§ DOCUMENT SECTION
————————

Colorado was blessed or cursed, depending on your perspective, to have a Trump incarnation running for Congress here–and that would be Lauren Boebert.
Like Trump, Boebert’s gift is PR, not policy.
It’s a hollow style of PR that you’d think would face plant at some point, but it worked well for Boebert, showing how the far-right media can power a right-wing candidate over a boring Republican like Scott Tipton and beyond.
The gun-carrying servers at Shooters Grill. The gun on Boebert’s own waist. The campaign photos with militia members. The staged confrontation with Beto. Her refusal to shut her restaurant to help fight COVID. Her fearless acceptance of QAnon. Her unmasked face.
It worked for landing on right-wing media, including underworld QAnon shows, which fueled her primary victory and nurtured her campaign throughout.
It didn’t matter that she straight-up refused to talk about her stances on the issues.
She repeatedly said there would be time for policy discussions later, at one point telling 9News’ Kyle Clark, “I’m going to have a lot of time to talk about policy and everything that’s going on.”
That was a smart tack for her to take. Can you imagine her talking about reinsurance? Or why she doesn’t think masks work to stop COVID. Or how to protect people with pre-existing conditions?
Democrats hoped Boebert’s manufactured persona would hit planned obsolescence in the presence of real-world journalists and voters.
All the Republicans and unaffiliated voters in Boebert’s conservative congressional district couldn’t possibly be watching Fox News and right-wing radio.
If they weren’t, they were primed for Boebert anyway. She prevailed over Diane Mitsch Bush not by the 12 points Trump won by in 2016, but by a comfortable six-point margin.
Her campaign was a spinning, winning spectacle.
Like Trump, she grabbed the cameras by walking on the edge of social acceptability and over the edge on stuntsmanship.
The right-wing loved it. And so did a lot of other voters.
And now she’s on her way to Congress.

————————

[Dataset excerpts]
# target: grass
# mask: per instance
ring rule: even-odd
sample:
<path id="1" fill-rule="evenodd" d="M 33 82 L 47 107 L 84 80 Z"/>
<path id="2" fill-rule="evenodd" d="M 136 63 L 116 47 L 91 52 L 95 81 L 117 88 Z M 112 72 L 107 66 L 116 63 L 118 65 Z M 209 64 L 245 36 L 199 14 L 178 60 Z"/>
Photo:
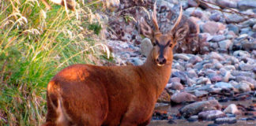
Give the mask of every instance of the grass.
<path id="1" fill-rule="evenodd" d="M 96 12 L 111 2 L 81 1 L 76 12 L 53 4 L 47 11 L 40 0 L 0 1 L 0 125 L 42 124 L 51 78 L 68 65 L 106 57 L 94 34 L 102 28 Z"/>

————————

§ TASKS TO CARRY OUT
- a) Answer these questions from the text on Lauren Boebert's campaign:
(i) What is the name of the restaurant with gun-carrying servers?
(ii) Which 9News journalist did Boebert tell that she would have a lot of time to talk about policy?
(iii) By what margin did Boebert prevail over Diane Mitsch Bush?
- b) From the text on Lauren Boebert's campaign, quote the part that opens with the words containing "The gun-carrying servers" and closes with "on the issues.".

§ SOLUTIONS TO THE TASKS
- a)
(i) Shooters Grill
(ii) Kyle Clark
(iii) Six points

- b)
The gun-carrying servers at Shooters Grill. The gun on Boebert’s own waist. The campaign photos with militia members. The staged confrontation with Beto. Her refusal to shut her restaurant to help fight COVID. Her fearless acceptance of QAnon. Her unmasked face.
It worked for landing on right-wing media, including underworld QAnon shows, which fueled her primary victory and nurtured her campaign throughout.
It didn’t matter that she straight-up refused to talk about her stances on the issues.